* begin AVAILABLE RECORDS *
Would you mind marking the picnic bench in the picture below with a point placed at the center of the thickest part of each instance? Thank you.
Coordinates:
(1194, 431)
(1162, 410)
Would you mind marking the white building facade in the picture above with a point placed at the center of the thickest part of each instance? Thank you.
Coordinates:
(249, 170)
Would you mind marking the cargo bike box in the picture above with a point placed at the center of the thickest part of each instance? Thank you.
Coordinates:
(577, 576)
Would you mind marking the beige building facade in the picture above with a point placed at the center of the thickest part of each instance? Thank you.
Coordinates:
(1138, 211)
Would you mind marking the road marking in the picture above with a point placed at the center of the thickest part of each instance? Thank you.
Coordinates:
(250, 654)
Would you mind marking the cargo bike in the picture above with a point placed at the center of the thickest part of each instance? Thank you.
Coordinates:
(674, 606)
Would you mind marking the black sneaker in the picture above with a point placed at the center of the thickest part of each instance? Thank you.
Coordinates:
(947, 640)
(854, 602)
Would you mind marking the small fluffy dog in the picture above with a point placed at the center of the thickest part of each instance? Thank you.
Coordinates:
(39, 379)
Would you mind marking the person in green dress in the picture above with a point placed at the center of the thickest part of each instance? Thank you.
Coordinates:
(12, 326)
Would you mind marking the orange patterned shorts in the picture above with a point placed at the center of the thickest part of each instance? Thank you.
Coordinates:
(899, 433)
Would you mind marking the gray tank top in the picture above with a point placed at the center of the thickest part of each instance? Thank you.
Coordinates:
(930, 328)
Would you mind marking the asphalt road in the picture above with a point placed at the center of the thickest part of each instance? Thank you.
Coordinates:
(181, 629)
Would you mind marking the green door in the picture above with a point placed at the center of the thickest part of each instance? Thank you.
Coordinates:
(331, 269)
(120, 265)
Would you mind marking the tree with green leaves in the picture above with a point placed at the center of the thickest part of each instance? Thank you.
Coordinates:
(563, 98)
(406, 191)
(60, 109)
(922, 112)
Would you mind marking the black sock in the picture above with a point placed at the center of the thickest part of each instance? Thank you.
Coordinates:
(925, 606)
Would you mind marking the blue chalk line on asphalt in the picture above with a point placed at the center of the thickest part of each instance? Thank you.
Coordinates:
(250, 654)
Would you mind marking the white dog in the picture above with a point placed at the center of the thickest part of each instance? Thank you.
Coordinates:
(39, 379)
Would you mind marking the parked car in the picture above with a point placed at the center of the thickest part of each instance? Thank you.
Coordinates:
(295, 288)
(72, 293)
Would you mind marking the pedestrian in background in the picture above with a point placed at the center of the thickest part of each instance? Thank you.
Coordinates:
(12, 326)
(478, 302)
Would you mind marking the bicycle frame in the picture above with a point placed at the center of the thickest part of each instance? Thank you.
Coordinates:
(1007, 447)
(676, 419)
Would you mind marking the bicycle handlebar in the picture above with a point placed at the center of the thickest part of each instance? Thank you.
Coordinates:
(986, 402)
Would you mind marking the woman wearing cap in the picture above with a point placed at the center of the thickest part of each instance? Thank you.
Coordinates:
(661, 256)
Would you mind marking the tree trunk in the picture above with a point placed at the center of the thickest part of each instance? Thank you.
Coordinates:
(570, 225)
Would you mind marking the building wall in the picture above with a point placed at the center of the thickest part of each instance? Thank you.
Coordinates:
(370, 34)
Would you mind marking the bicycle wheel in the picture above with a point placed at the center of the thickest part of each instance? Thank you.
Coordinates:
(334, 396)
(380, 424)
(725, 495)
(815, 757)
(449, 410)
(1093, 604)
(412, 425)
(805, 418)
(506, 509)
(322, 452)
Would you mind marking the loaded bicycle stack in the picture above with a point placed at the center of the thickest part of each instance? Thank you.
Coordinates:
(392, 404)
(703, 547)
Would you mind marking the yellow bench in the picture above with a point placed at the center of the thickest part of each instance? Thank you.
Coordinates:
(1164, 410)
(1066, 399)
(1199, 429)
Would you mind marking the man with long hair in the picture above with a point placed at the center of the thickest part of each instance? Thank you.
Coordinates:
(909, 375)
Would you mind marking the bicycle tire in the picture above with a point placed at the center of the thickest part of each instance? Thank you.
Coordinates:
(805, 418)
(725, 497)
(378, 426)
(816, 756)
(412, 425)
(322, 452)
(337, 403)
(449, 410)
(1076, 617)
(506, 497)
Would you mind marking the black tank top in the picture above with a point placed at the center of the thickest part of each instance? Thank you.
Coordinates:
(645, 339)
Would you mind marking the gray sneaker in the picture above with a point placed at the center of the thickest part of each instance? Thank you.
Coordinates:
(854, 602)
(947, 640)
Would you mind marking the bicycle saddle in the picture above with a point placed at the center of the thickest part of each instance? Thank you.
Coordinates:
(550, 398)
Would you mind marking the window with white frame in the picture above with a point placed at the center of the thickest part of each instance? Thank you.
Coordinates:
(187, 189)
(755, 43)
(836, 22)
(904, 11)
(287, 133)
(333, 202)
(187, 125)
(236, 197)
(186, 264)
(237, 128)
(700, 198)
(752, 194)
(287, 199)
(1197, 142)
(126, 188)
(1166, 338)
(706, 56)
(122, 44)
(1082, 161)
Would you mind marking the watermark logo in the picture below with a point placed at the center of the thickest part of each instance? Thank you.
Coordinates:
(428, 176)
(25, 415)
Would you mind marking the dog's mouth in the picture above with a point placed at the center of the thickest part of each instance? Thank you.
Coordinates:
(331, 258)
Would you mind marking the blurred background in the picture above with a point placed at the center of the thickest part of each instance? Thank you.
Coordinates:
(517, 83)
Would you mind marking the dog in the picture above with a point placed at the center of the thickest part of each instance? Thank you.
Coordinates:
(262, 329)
* end AVAILABLE RECORDS *
TASK GOAL
Reproduce all of the lines above verbatim, changing nothing in any of them.

RESULT FOR THIS TASK
Would you mind marking the picnic bench in the picture below with a point placed at the center of the thickest part of each instance? Thank you.
Coordinates:
(1194, 431)
(1162, 410)
Would you mind marking the white building facade in the picture above with a point placed at the center of the thickest part of each instance? Thank you.
Coordinates:
(249, 170)
Would you mind marking the cargo bike box in the picture above with a point placed at the center of the thickest part of each instance? Thank you.
Coordinates:
(577, 576)
Would you mind marking the beige building facade in the picture above with a point placed at the center of the thickest part of each instance? Thank you.
Coordinates:
(1138, 211)
Would you mind marking the road marking in the picture above with a point placed at the center of the thickest part of each instance? Thank you.
Coordinates:
(250, 654)
Would you mind marking the cargo bike in the picture above with a point placed at the center of the thickest part of each instance? Thank you.
Coordinates:
(674, 606)
Would you mind marking the black sneaker in the picture above with a point placed at the center of the thickest part of each instance? Thank you.
Coordinates:
(947, 640)
(854, 602)
Would you mind marking the small fluffy dog in the picture above with a point placed at the center of the thickest part of each instance? Thank you.
Coordinates:
(39, 379)
Would you mind marking the person in green dress in the picture above with a point placed at the center of the thickest part of each instance? Thank you.
Coordinates:
(12, 326)
Would you mind marking the orange patterned shorts in the picture above with a point placed at the center of the thickest part of each instance? Thank you.
Coordinates:
(899, 433)
Would you mind marking the gray tank top in the picture above with a point placed at the center of the thickest part of each instance? Thank you.
Coordinates:
(930, 328)
Would you mind marking the asphalt road in the picture above with a point placed at the center of the thickest part of each instance? Thank you.
Coordinates:
(181, 629)
Would you mind marking the green door in the picture above with a point placed at the center of the thickest part of each instance? Thank you.
Coordinates:
(331, 269)
(120, 265)
Would you mind marking the tree with green leaves in the picture above with a point placed at the center of the thickest part of each instance? Thank you.
Coordinates:
(563, 98)
(406, 191)
(60, 109)
(922, 112)
Would you mind marking the black sock in the picture above with a point placed at the center of the thickest part of each instance? Thank you.
Coordinates:
(925, 606)
Would you mind marking the blue chalk line on asphalt in the picture above with a point placed at the center of the thickest part of each instance? Thank you.
Coordinates:
(250, 654)
Would you mind marking the white dog in the picture above with a point placed at the center of the thickest part of each instance? Thank you.
Coordinates:
(39, 379)
Would you mind marking the parked car in the picture above with a point placed at the center of the thickest part of each instance? Thank you.
Coordinates:
(295, 288)
(72, 293)
Would you mind marking the pedestrian in background in the picture above with a point placed at the center of the thickest part of each instance? Thank you.
Coordinates:
(12, 326)
(478, 302)
Would you mind marking the bicycle frame in the picture above with a point placed at the center of the thickest part of each instance? Thank you.
Coordinates:
(1007, 447)
(676, 419)
Would you mind marking the bicycle handlebar in the picture above with a point placed at the center of the thickest part of each instance? Thank you.
Coordinates:
(986, 402)
Would you mind marking the woman wearing cap in the picture above with a point placed at the center of the thickest part of each instance? Thank you.
Coordinates:
(661, 256)
Would you mind marking the tree trunk in the picture above with a point placed at the center of the thickest part of each instance? Thank you.
Coordinates:
(570, 225)
Would you mind marking the building wall in the picture above with a point placed at the center of the thickest part of each instance? Thank you.
Coordinates:
(370, 34)
Would you mind marking the bicycle wheel in the picture above with a point placed at the center of the thickest part of each instance? Thank you.
Coordinates:
(334, 396)
(380, 424)
(725, 495)
(815, 757)
(449, 410)
(1093, 604)
(412, 425)
(805, 418)
(506, 509)
(322, 452)
Would you mind marking the loaded bicycle stack in the picture above with a point placed at the center of the thickest part of each instance? Thank you.
Coordinates:
(392, 404)
(703, 547)
Would you mind marking the yellow bench in the picture above with a point placed at the center of the thickest part of each instance? Thank you.
Coordinates:
(1164, 410)
(1066, 399)
(1199, 429)
Would you mind marking the man with long hair in the picture above with a point placed at the center of the thickest part of each instance? Thank you.
Coordinates:
(909, 375)
Would you mind marking the bicycle tire in the picture above with a point placed at the center of the thickest part of each instance? Thank you.
Coordinates:
(805, 418)
(725, 497)
(378, 426)
(816, 756)
(412, 425)
(322, 452)
(337, 403)
(449, 410)
(1076, 617)
(506, 497)
Would you mind marking the black tank top in the picture above with a point placed at the center of the thickest part of each instance? Thank you.
Coordinates:
(645, 339)
Would you mind marking the gray sneaker in the picture above with a point placed at the center of the thickest part of each instance? Thank you.
Coordinates:
(854, 602)
(947, 640)
Would you mind marking the bicycle saddle in the picture above with a point placed at the center of the thickest part of each instance? Thank you.
Coordinates:
(550, 398)
Would you mind marking the window with white frame in the picture above with a point placed at the center of the thickest part of each instance? Thank you.
Coordinates:
(187, 189)
(755, 43)
(836, 22)
(904, 11)
(287, 133)
(333, 202)
(187, 125)
(236, 197)
(186, 264)
(237, 128)
(700, 198)
(752, 194)
(287, 199)
(1197, 142)
(126, 188)
(1166, 338)
(706, 56)
(122, 44)
(1082, 161)
Would you mind marking the watermark logo in the picture below with a point placed at the center of the thickest part of each instance? Thank you.
Coordinates:
(428, 176)
(25, 415)
Would you mind marking the dog's mouth in the picture above with a point placed at the center of the thickest part of each instance? Thank you.
Coordinates:
(331, 258)
Would you mind marking the blurred background in the picture above with a point placed at the center of the thickest part of each instance? Thank you.
Coordinates:
(517, 83)
Would you mind marking the dog in the picture above with a point placed at the center of the thickest part of each instance? Thank you.
Coordinates:
(262, 329)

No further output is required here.